• Stated task: Please output exactly the run of lines that starts at the line with "search: flower cluster?" and ends at the last line of the records below.

• Listed entries:
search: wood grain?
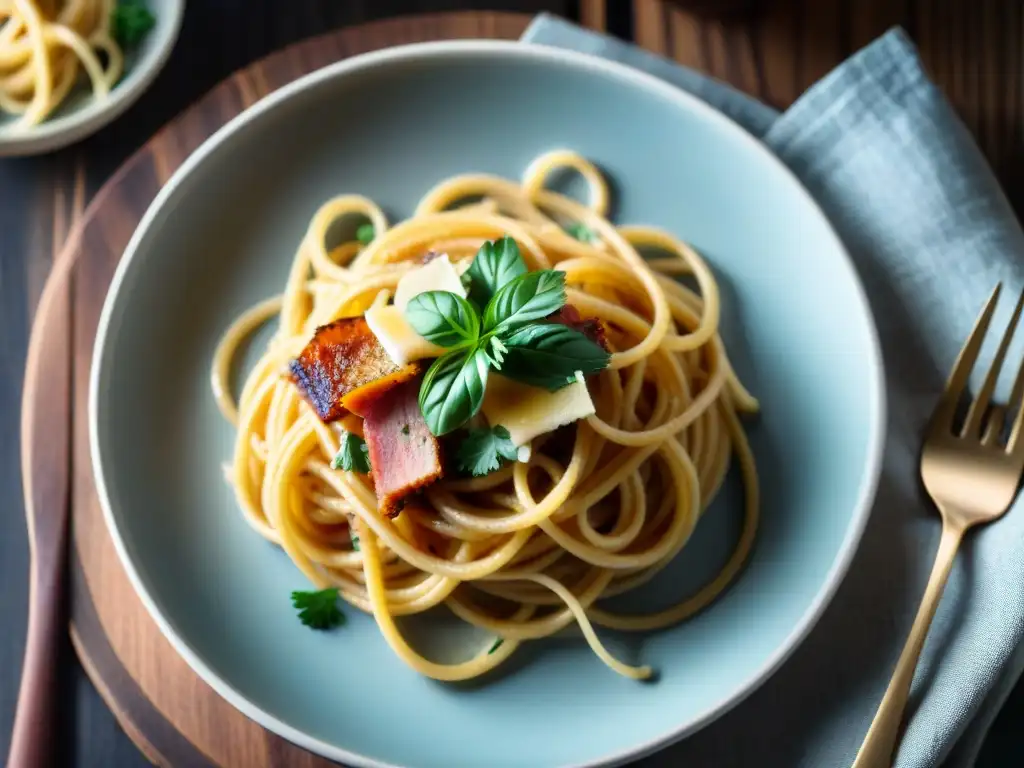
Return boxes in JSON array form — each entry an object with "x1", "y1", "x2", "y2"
[{"x1": 633, "y1": 0, "x2": 1024, "y2": 211}]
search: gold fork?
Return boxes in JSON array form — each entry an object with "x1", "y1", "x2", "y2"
[{"x1": 853, "y1": 285, "x2": 1024, "y2": 768}]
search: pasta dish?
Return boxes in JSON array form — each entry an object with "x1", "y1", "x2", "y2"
[
  {"x1": 212, "y1": 151, "x2": 758, "y2": 681},
  {"x1": 0, "y1": 0, "x2": 154, "y2": 127}
]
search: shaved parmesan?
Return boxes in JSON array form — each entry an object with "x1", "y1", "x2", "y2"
[
  {"x1": 366, "y1": 305, "x2": 447, "y2": 366},
  {"x1": 366, "y1": 254, "x2": 466, "y2": 366},
  {"x1": 394, "y1": 253, "x2": 466, "y2": 311},
  {"x1": 480, "y1": 372, "x2": 595, "y2": 446}
]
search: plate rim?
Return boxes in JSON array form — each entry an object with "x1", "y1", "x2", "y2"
[
  {"x1": 0, "y1": 0, "x2": 185, "y2": 158},
  {"x1": 88, "y1": 40, "x2": 887, "y2": 768}
]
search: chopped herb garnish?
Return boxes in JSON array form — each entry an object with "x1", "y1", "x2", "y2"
[
  {"x1": 565, "y1": 222, "x2": 599, "y2": 243},
  {"x1": 406, "y1": 237, "x2": 608, "y2": 434},
  {"x1": 457, "y1": 425, "x2": 518, "y2": 477},
  {"x1": 355, "y1": 224, "x2": 377, "y2": 246},
  {"x1": 331, "y1": 432, "x2": 370, "y2": 474},
  {"x1": 111, "y1": 0, "x2": 157, "y2": 48},
  {"x1": 292, "y1": 587, "x2": 345, "y2": 630}
]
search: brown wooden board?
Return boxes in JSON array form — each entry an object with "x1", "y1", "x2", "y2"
[{"x1": 41, "y1": 12, "x2": 561, "y2": 768}]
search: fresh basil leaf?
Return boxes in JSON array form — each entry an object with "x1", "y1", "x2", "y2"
[
  {"x1": 456, "y1": 425, "x2": 518, "y2": 477},
  {"x1": 565, "y1": 223, "x2": 599, "y2": 243},
  {"x1": 111, "y1": 0, "x2": 157, "y2": 48},
  {"x1": 355, "y1": 224, "x2": 377, "y2": 246},
  {"x1": 466, "y1": 234, "x2": 526, "y2": 306},
  {"x1": 481, "y1": 336, "x2": 508, "y2": 371},
  {"x1": 406, "y1": 291, "x2": 480, "y2": 347},
  {"x1": 331, "y1": 432, "x2": 370, "y2": 474},
  {"x1": 292, "y1": 587, "x2": 345, "y2": 630},
  {"x1": 420, "y1": 346, "x2": 487, "y2": 437},
  {"x1": 483, "y1": 269, "x2": 565, "y2": 333},
  {"x1": 502, "y1": 323, "x2": 610, "y2": 391}
]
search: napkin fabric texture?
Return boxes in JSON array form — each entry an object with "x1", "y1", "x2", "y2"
[{"x1": 522, "y1": 15, "x2": 1024, "y2": 768}]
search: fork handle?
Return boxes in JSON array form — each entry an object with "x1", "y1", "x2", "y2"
[{"x1": 852, "y1": 515, "x2": 966, "y2": 768}]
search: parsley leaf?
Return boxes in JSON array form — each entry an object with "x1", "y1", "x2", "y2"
[
  {"x1": 502, "y1": 323, "x2": 610, "y2": 391},
  {"x1": 292, "y1": 587, "x2": 345, "y2": 630},
  {"x1": 355, "y1": 224, "x2": 377, "y2": 246},
  {"x1": 457, "y1": 425, "x2": 517, "y2": 477},
  {"x1": 111, "y1": 0, "x2": 157, "y2": 48},
  {"x1": 466, "y1": 234, "x2": 526, "y2": 306},
  {"x1": 331, "y1": 432, "x2": 370, "y2": 474},
  {"x1": 565, "y1": 222, "x2": 599, "y2": 243},
  {"x1": 406, "y1": 291, "x2": 480, "y2": 347},
  {"x1": 420, "y1": 346, "x2": 487, "y2": 437},
  {"x1": 483, "y1": 269, "x2": 565, "y2": 333}
]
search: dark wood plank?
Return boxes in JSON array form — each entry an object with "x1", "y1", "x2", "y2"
[{"x1": 634, "y1": 0, "x2": 1024, "y2": 209}]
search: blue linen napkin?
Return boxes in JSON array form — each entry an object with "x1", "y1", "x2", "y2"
[{"x1": 522, "y1": 15, "x2": 1024, "y2": 768}]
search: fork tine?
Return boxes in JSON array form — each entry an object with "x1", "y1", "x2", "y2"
[
  {"x1": 961, "y1": 292, "x2": 1024, "y2": 437},
  {"x1": 1007, "y1": 339, "x2": 1024, "y2": 454},
  {"x1": 981, "y1": 406, "x2": 1007, "y2": 446},
  {"x1": 932, "y1": 283, "x2": 1002, "y2": 432}
]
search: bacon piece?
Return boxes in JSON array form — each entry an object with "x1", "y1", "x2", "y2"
[
  {"x1": 362, "y1": 379, "x2": 443, "y2": 517},
  {"x1": 547, "y1": 304, "x2": 611, "y2": 352},
  {"x1": 290, "y1": 317, "x2": 423, "y2": 422}
]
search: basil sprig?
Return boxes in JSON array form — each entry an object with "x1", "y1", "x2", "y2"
[
  {"x1": 464, "y1": 234, "x2": 526, "y2": 306},
  {"x1": 420, "y1": 346, "x2": 489, "y2": 436},
  {"x1": 406, "y1": 237, "x2": 608, "y2": 436},
  {"x1": 502, "y1": 323, "x2": 608, "y2": 392},
  {"x1": 406, "y1": 291, "x2": 480, "y2": 347}
]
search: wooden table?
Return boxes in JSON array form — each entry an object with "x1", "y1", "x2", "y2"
[{"x1": 0, "y1": 0, "x2": 1024, "y2": 768}]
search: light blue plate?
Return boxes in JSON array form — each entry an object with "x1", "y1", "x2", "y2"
[{"x1": 90, "y1": 42, "x2": 884, "y2": 768}]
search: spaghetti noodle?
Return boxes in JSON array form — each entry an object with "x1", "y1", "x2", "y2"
[
  {"x1": 0, "y1": 0, "x2": 124, "y2": 127},
  {"x1": 212, "y1": 152, "x2": 758, "y2": 680}
]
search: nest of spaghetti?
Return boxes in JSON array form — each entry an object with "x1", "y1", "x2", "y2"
[{"x1": 213, "y1": 152, "x2": 758, "y2": 680}]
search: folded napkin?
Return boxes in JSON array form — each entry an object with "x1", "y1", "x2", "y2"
[{"x1": 522, "y1": 16, "x2": 1024, "y2": 768}]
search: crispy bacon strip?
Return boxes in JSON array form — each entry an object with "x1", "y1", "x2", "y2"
[
  {"x1": 290, "y1": 317, "x2": 423, "y2": 422},
  {"x1": 547, "y1": 304, "x2": 611, "y2": 352},
  {"x1": 362, "y1": 379, "x2": 443, "y2": 517}
]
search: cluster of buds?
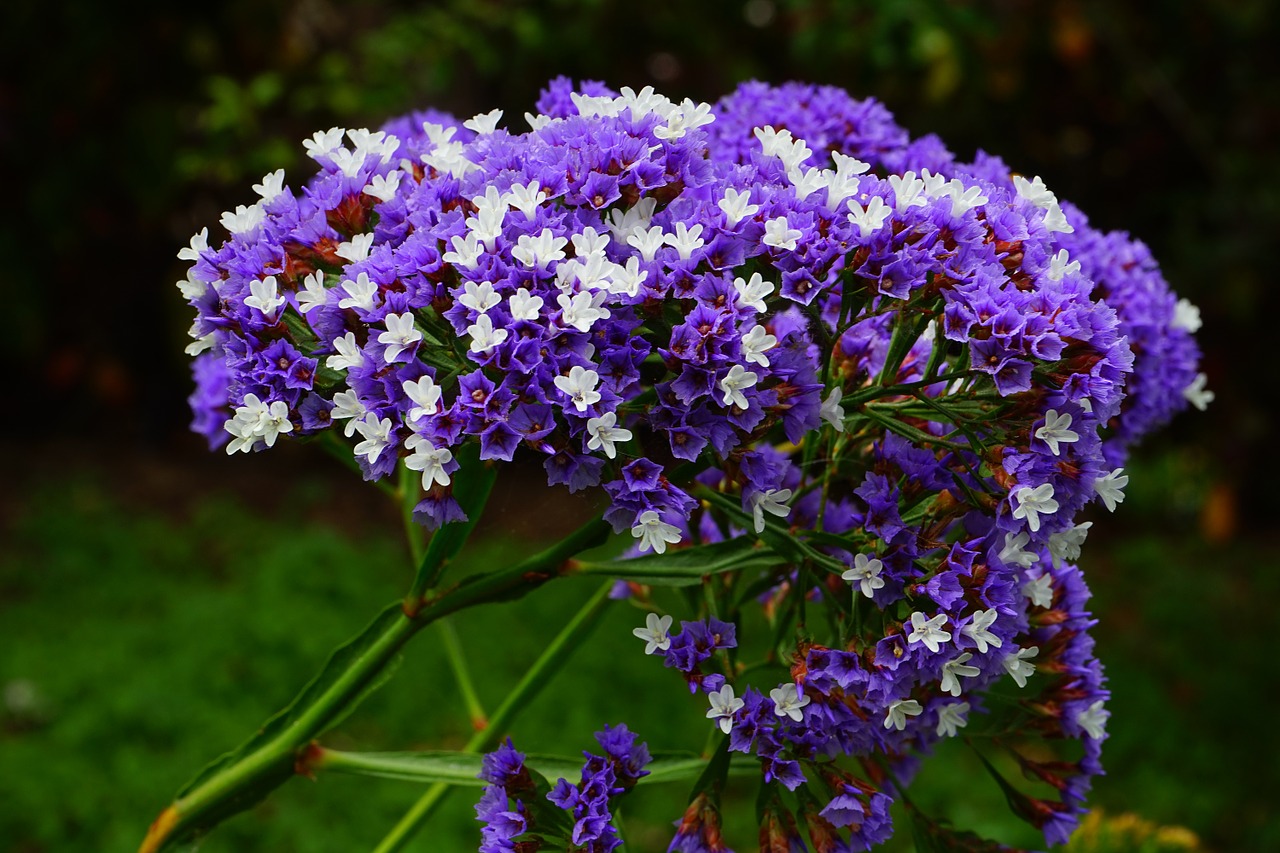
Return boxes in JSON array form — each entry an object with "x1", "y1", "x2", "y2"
[{"x1": 179, "y1": 79, "x2": 1211, "y2": 850}]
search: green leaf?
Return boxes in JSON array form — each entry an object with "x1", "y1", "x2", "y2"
[
  {"x1": 973, "y1": 748, "x2": 1044, "y2": 829},
  {"x1": 161, "y1": 602, "x2": 420, "y2": 849},
  {"x1": 908, "y1": 807, "x2": 1012, "y2": 853},
  {"x1": 699, "y1": 489, "x2": 846, "y2": 571},
  {"x1": 689, "y1": 735, "x2": 737, "y2": 802},
  {"x1": 312, "y1": 742, "x2": 754, "y2": 788},
  {"x1": 579, "y1": 537, "x2": 782, "y2": 587}
]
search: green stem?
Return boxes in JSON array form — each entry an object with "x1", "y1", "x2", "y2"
[
  {"x1": 398, "y1": 461, "x2": 426, "y2": 566},
  {"x1": 374, "y1": 580, "x2": 613, "y2": 853},
  {"x1": 436, "y1": 619, "x2": 489, "y2": 731},
  {"x1": 140, "y1": 519, "x2": 609, "y2": 853}
]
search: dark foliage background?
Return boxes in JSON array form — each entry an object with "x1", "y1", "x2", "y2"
[{"x1": 0, "y1": 0, "x2": 1280, "y2": 850}]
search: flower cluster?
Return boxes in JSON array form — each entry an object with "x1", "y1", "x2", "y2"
[
  {"x1": 179, "y1": 79, "x2": 1211, "y2": 850},
  {"x1": 476, "y1": 725, "x2": 649, "y2": 853}
]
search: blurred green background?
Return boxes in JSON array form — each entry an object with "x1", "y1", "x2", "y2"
[{"x1": 0, "y1": 0, "x2": 1280, "y2": 853}]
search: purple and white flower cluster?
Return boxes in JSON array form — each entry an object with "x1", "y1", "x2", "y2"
[
  {"x1": 179, "y1": 79, "x2": 1211, "y2": 850},
  {"x1": 476, "y1": 725, "x2": 649, "y2": 853}
]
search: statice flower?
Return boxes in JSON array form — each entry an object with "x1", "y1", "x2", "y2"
[
  {"x1": 179, "y1": 78, "x2": 1211, "y2": 850},
  {"x1": 476, "y1": 725, "x2": 650, "y2": 853}
]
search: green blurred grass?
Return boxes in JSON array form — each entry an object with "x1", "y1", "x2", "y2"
[{"x1": 0, "y1": 458, "x2": 1280, "y2": 853}]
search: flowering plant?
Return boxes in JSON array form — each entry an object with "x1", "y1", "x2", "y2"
[{"x1": 154, "y1": 78, "x2": 1212, "y2": 853}]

• Problem solution:
search: flower cluster?
Return boxes in JSON array form — each entry an object with "x1", "y1", "x2", "y2"
[
  {"x1": 179, "y1": 79, "x2": 1211, "y2": 850},
  {"x1": 476, "y1": 725, "x2": 649, "y2": 853}
]
search: blurred green background?
Return boxes in JSON array form — each entry an object with "x1", "y1", "x2", "y2"
[{"x1": 0, "y1": 0, "x2": 1280, "y2": 853}]
search: purple and white flower cluster?
Return boxes in JSON array form — each entry an object with "x1", "y1", "x2", "y2"
[
  {"x1": 179, "y1": 79, "x2": 1211, "y2": 850},
  {"x1": 476, "y1": 725, "x2": 649, "y2": 853}
]
search: statice flower?
Return boxes in JSON array form — each entry an object with "x1", "y1", "x2", "y2"
[
  {"x1": 179, "y1": 78, "x2": 1211, "y2": 850},
  {"x1": 476, "y1": 725, "x2": 650, "y2": 853}
]
search: green blurred grass?
Return boxes in JSON array form — each entry an object with "x1", "y1", "x2", "y2"
[{"x1": 0, "y1": 458, "x2": 1280, "y2": 853}]
search: flowering plant?
Return boxes in JSON array form — each entry an object with "x1", "y1", "x2", "y2"
[{"x1": 154, "y1": 78, "x2": 1212, "y2": 853}]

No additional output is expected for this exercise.